◆ Exercise text ◆
■ ■ ■ ■
The Ultra Wealthy Dream of Fintech Unicorns
“Latin America is known for its mambo and salsa dance styles, but there’s something else shaking up the region”… (Salas, 2022)
Could anything good come after this opening line?
FINTECH.
Fintech is short for Financial Technology, and investors are claiming it will be the solution to income inequality. It includes online banking, cryptocurrency, crowdfunding, stocktrading apps, mobile payments, and so on, as tools for “financial inclusion” of economically marginalized people. The ultra wealthy have the ability to convince themselves, and those around them, that what poor people need to get out of poverty is something a venture capitalist can offer. And what’s hotter in venture capitalism than tech giants in Silicon Valley?
New apps and online banking inventions are being sold in Latin America as the solution to all our money problems — making transactions quicker and cheaper — as if the problem with poor people’s finances was lack of tools to manage money, not lack of money.
This month, Forbes.com published a hopeful article about how fintech can be a solution for income inequality called “Fintech Leaps Forward In Latin America”, written by Sean Salas, CEO of an online financial service company based in Los Angeles. Camino Financial, his company, has a website which bans visits from my region of Brazil — my IP address is blocked, but a VPN overrides the ban.
According to the US Department of the Treasury, internet-based financial service companies, like his, “developed Internet Protocol (IP) address blocking procedures” to unsuccessfully address the “firm’s compliance risks”. Banning IP addresses from certain geographical regions can be done if they want to comply with US sanction policies, or “satisfy their due diligence requirements” (US Department of the Treasury, 2004).
In other words, the man who argued for the revolutionary nature of fintech in Latin America is also CEO of a financial enterprise which bans website visitors from certain locations in Latin America. Of all people, he knows first-hand how the internet, specifically Internet-based financial services, have severe potential to become inaccessible, restrictive, and expensive — just as banks are now.
■ ■ ■ ■
◆ Data excerpts ◆
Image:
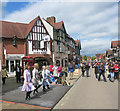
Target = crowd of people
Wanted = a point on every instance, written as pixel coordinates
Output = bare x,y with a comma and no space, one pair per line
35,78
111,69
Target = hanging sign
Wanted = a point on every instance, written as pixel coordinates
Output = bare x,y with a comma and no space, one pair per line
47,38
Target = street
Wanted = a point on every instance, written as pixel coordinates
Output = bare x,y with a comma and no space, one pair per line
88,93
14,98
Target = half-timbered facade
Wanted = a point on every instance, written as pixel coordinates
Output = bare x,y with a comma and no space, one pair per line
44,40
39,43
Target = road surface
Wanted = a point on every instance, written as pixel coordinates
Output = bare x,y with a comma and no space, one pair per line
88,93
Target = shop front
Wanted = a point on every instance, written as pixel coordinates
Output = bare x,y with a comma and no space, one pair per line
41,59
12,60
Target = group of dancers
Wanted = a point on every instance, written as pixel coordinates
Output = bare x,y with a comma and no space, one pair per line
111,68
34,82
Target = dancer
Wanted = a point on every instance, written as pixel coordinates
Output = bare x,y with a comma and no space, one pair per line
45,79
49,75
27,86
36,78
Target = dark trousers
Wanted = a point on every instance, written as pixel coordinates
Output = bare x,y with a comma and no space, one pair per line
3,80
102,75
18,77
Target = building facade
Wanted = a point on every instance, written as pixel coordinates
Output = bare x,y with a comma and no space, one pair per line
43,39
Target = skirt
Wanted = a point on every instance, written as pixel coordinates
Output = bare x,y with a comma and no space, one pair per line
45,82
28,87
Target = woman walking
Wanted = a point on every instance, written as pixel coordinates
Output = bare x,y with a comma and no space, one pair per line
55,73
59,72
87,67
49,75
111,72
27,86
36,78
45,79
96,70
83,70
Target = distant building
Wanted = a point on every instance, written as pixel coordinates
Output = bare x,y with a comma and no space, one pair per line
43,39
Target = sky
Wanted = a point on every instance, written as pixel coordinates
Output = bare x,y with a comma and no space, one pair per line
■ ■ ■ ■
◆ Task list ◆
1. Reproduce the part of the fintech essay starting with "This month, Forbes.com" and going on through "the Treasury, 2004).".
2. In the fintech essay, what is the term "fintech" short for?
The entries have no connection to the fintech essay.

◆ Answers given ◆
1.
This month, Forbes.com published a hopeful article about how fintech can be a solution for income inequality called “Fintech Leaps Forward In Latin America”, written by Sean Salas, CEO of an online financial service company based in Los Angeles. Camino Financial, his company, has a website which bans visits from my region of Brazil — my IP address is blocked, but a VPN overrides the ban.
According to the US Department of the Treasury, internet-based financial service companies, like his, “developed Internet Protocol (IP) address blocking procedures” to unsuccessfully address the “firm’s compliance risks”. Banning IP addresses from certain geographical regions can be done if they want to comply with US sanction policies, or “satisfy their due diligence requirements” (US Department of the Treasury, 2004).

2. Financial Technology.